PAGE EXCERPT →
On another occasion I had the feeling of holding a conversation with a disembodied spirit, the substance of which conversation was accurately given by the same (alleged) spirit through a mesmerised person. This, however, might possibly having been thought-reading, but I have never yet met with proof of such, and I tried, whilst experimenting, to avoid possibility of thought-reading. On another occasion I saw a hand with flowers, and also a dome tower with a clock; the hands of the clock were at about 1.20, whilst the time of day was about 10.5 a.m. Both these facts were confirmed by the entranced sensitive, though how it was possible for myself) as the mesmeriser, to see a domed clock- tower (which the mesmerised afterwards described as in some foreign town) at the time both saw it, I am unable to explain.
 
I experimented with planchette for a long time without any result, real or imaginary, although it worked with members of my family. On one occasion I requested the presiding power to teach me also. Upon this I felt a tingling sensation through all my body, as if I were pricked slightly with pins; my brain seemed benumbed, and my head to swim in a cloudy mist, and there was a sort of impulse to write which made a movement of the machine, and passed away in about half-a-minute. I should imagine it to be the feeling which a person would have if mesmerised, and the feeling was similar upon the two occasions mentioned at the commencement of this letter; it was as if one set of senses was closed, and a new sense opened.

CHALLENGE 1 → Reproduce the passage on mesmerism and planchette experiments in full, word for word.

Records:
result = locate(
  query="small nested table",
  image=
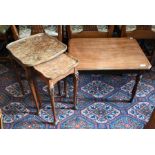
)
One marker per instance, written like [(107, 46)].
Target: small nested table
[(55, 70), (110, 54), (35, 50)]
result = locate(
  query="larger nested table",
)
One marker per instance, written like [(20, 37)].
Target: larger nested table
[(114, 54)]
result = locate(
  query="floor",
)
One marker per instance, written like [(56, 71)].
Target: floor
[(99, 102)]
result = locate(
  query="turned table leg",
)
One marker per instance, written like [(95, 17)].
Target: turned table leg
[(138, 77), (17, 76), (51, 93), (32, 87), (65, 88), (75, 79)]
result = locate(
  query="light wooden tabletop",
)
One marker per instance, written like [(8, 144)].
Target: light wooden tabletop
[(108, 54), (36, 49)]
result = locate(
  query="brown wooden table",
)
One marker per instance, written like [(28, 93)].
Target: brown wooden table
[(35, 50), (114, 54)]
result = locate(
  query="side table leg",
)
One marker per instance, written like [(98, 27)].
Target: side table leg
[(138, 77), (51, 93), (32, 87), (17, 76), (65, 88), (59, 88), (76, 78)]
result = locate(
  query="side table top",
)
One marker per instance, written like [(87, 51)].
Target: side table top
[(108, 54), (36, 49)]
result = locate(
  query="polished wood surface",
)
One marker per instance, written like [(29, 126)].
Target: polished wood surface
[(36, 49), (108, 54), (90, 31)]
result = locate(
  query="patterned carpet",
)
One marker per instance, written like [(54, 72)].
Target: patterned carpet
[(99, 102)]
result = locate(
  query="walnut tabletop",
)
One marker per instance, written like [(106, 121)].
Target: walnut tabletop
[(108, 54), (36, 49)]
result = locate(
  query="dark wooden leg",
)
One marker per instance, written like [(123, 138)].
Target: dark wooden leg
[(51, 93), (153, 58), (1, 122), (59, 88), (76, 78), (32, 87), (65, 87), (17, 76), (138, 76), (37, 92)]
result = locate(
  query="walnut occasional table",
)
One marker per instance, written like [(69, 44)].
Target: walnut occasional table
[(110, 54), (35, 50)]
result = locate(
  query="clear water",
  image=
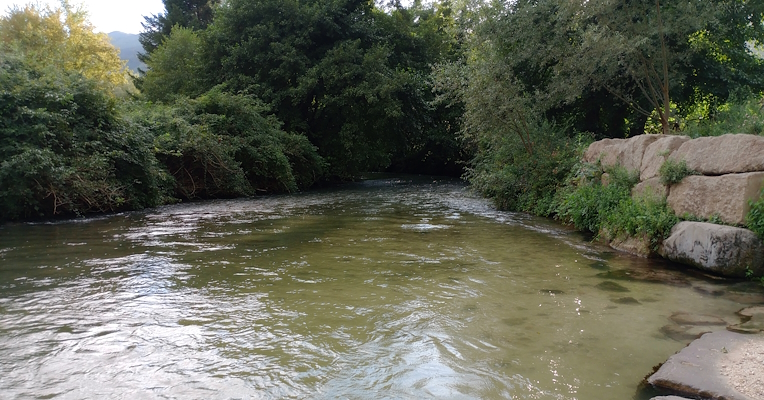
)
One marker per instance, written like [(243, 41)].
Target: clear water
[(399, 288)]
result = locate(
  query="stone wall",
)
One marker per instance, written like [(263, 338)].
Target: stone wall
[(730, 174)]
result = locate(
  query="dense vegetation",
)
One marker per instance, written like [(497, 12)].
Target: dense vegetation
[(255, 96)]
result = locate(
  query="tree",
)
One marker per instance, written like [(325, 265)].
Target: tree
[(64, 38), (64, 149), (174, 67), (192, 14)]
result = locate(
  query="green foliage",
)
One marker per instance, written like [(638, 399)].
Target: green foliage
[(64, 148), (610, 209), (739, 115), (63, 38), (672, 172), (191, 14), (755, 217), (351, 78), (517, 180), (223, 145), (174, 67), (587, 203), (641, 217)]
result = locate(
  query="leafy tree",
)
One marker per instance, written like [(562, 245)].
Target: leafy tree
[(192, 14), (351, 78), (223, 145), (64, 148), (63, 38), (174, 67)]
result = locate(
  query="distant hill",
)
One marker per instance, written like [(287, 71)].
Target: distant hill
[(129, 47)]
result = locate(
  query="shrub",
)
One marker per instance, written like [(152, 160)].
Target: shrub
[(587, 203), (672, 172), (742, 114), (644, 216), (224, 145), (518, 180), (64, 148)]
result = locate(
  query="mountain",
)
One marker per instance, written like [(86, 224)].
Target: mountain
[(129, 47)]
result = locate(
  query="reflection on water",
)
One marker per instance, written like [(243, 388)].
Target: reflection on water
[(390, 288)]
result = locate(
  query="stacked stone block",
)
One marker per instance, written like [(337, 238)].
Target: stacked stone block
[(730, 175)]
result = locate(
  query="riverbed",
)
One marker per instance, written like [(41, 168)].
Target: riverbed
[(393, 287)]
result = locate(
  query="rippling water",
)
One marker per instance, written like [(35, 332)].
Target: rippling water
[(402, 288)]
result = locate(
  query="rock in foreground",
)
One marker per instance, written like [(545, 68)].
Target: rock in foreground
[(721, 250), (716, 366)]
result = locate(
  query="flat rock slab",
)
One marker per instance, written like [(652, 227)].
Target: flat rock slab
[(727, 196), (726, 154), (720, 366), (657, 152)]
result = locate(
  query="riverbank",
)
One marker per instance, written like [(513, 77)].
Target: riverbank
[(699, 200)]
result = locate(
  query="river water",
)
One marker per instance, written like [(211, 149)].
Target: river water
[(392, 288)]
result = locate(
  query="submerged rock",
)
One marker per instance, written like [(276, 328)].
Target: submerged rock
[(668, 277), (611, 286), (751, 311), (638, 246), (754, 325), (551, 292), (711, 290), (683, 333), (682, 318), (626, 300)]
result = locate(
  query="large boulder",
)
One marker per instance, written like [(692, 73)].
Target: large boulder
[(719, 365), (631, 154), (657, 152), (726, 195), (605, 149), (719, 249), (727, 154), (652, 188)]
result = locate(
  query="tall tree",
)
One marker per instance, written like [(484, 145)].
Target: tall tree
[(193, 14), (350, 77), (64, 38)]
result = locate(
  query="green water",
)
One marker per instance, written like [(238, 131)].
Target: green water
[(402, 288)]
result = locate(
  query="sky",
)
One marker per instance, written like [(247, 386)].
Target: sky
[(106, 15)]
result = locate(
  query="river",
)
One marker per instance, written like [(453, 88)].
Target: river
[(390, 288)]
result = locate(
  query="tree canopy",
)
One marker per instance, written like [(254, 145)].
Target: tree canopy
[(63, 37)]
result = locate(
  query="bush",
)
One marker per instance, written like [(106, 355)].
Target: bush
[(64, 148), (648, 217), (672, 172), (742, 114), (587, 203), (518, 180), (610, 209), (223, 145)]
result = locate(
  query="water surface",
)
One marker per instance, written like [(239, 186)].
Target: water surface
[(400, 288)]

CHALLENGE 2 → State how many lines in the records contain the string "reflection", giving only the number.

TASK OUTPUT 1 →
On another occasion I had the feeling of holding a conversation with a disembodied spirit, the substance of which conversation was accurately given by the same (alleged) spirit through a mesmerised person. This, however, might possibly having been thought-reading, but I have never yet met with proof of such, and I tried, whilst experimenting, to avoid possibility of thought-reading. On another occasion I saw a hand with flowers, and also a dome tower with a clock; the hands of the clock were at about 1.20, whilst the time of day was about 10.5 a.m. Both these facts were confirmed by the entranced sensitive, though how it was possible for myself) as the mesmeriser, to see a domed clock- tower (which the mesmerised afterwards described as in some foreign town) at the time both saw it, I am unable to explain.
 
I experimented with planchette for a long time without any result, real or imaginary, although it worked with members of my family. On one occasion I requested the presiding power to teach me also. Upon this I felt a tingling sensation through all my body, as if I were pricked slightly with pins; my brain seemed benumbed, and my head to swim in a cloudy mist, and there was a sort of impulse to write which made a movement of the machine, and passed away in about half-a-minute. I should imagine it to be the feeling which a person would have if mesmerised, and the feeling was similar upon the two occasions mentioned at the commencement of this letter; it was as if one set of senses was closed, and a new sense opened.

TASK OUTPUT 2 → 2